>> Start
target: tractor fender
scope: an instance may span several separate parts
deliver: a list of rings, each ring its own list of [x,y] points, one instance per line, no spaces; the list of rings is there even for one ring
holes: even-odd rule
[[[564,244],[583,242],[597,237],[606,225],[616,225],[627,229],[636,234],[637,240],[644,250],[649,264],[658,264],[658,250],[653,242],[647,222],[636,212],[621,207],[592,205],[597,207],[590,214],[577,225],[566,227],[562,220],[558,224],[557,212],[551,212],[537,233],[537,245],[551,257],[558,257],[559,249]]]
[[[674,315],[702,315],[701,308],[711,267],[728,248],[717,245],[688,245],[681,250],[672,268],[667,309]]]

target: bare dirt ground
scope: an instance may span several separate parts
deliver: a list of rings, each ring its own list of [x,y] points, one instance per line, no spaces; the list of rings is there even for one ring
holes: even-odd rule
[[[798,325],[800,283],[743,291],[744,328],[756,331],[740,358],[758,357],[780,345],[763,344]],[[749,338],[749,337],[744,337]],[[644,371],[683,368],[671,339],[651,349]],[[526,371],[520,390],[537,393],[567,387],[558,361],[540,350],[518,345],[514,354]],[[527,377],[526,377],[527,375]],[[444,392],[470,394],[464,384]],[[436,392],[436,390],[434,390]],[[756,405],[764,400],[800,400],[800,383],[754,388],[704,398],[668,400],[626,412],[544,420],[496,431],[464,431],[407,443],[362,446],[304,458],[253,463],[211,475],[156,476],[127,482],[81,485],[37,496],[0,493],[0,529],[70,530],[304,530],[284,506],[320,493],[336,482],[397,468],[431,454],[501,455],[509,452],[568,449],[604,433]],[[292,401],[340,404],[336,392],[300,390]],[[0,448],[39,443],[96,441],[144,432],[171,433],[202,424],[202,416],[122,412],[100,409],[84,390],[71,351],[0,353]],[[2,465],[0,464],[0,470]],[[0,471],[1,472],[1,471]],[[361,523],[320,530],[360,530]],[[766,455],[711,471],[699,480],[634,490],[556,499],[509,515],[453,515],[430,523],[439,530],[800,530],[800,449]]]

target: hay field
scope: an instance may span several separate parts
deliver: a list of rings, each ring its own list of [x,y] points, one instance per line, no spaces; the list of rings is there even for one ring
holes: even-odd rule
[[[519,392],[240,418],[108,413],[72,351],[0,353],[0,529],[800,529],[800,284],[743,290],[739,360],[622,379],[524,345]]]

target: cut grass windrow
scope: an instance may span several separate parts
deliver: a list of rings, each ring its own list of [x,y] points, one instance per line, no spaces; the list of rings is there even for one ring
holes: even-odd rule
>> End
* **Your task**:
Copy every row above word for word, in the same order.

* **Solution for this exercise**:
target: tractor fender
scope: an instance may span several separate parts
deliver: a list of rings, each ring its own list of [x,y] points, one instance per line, no spaces; the list of rings is there even for one ring
holes: even-odd rule
[[[564,244],[583,242],[597,237],[606,225],[616,225],[627,229],[636,234],[637,240],[644,250],[649,264],[658,264],[658,250],[653,242],[647,222],[636,212],[621,207],[592,205],[597,207],[590,214],[577,225],[566,227],[562,220],[558,224],[557,212],[551,212],[537,233],[537,245],[551,257],[558,257],[559,249]]]
[[[674,315],[702,315],[701,308],[711,267],[728,248],[717,245],[688,245],[681,250],[672,268],[667,309]]]

target: bare dirt ground
scope: an instance may span several separate parts
deliver: a list of rings, each ring its own list of [x,y] points, one instance per line, no spaces; the list of rings is there even for one ring
holes: even-odd rule
[[[798,325],[800,283],[743,291],[744,328],[756,331],[740,358],[758,357],[780,345],[763,344]],[[749,338],[749,337],[744,337]],[[644,371],[683,368],[671,339],[651,349]],[[526,371],[520,390],[537,393],[567,387],[558,361],[540,350],[518,345],[514,354]],[[527,377],[526,377],[527,375]],[[444,392],[470,394],[464,384]],[[436,392],[436,390],[434,390]],[[756,405],[764,400],[800,400],[800,383],[754,388],[704,398],[668,400],[626,412],[544,420],[496,431],[464,431],[407,443],[362,446],[304,458],[253,463],[211,475],[156,476],[127,482],[81,485],[37,496],[0,493],[0,529],[70,530],[304,530],[284,506],[320,493],[336,482],[397,468],[431,454],[501,455],[509,452],[568,449],[604,433]],[[292,401],[340,404],[336,392],[300,390]],[[0,448],[39,443],[96,441],[144,432],[171,433],[202,424],[202,416],[122,412],[100,409],[84,390],[71,351],[0,353]],[[2,465],[0,464],[0,470]],[[0,471],[1,472],[1,471]],[[361,523],[320,530],[360,530]],[[766,455],[711,471],[699,480],[634,490],[556,499],[509,515],[453,515],[430,523],[439,530],[800,530],[800,449]]]

target: hay field
scope: an instance may span several separate parts
deliver: a list of rings, each ring its own list of [x,y] points, one instance per line, no spaces; the list of rings is there even for one ring
holes: even-odd rule
[[[519,392],[240,418],[108,413],[72,351],[0,353],[0,529],[800,529],[800,284],[743,290],[739,360],[622,379],[524,345]]]

target: cut grass windrow
scope: an instance may span several separate parts
deliver: a list of rings, each ring its own list of [x,y] points, one instance per line, no spaces; the list of rings is there even for one ring
holes: even-odd rule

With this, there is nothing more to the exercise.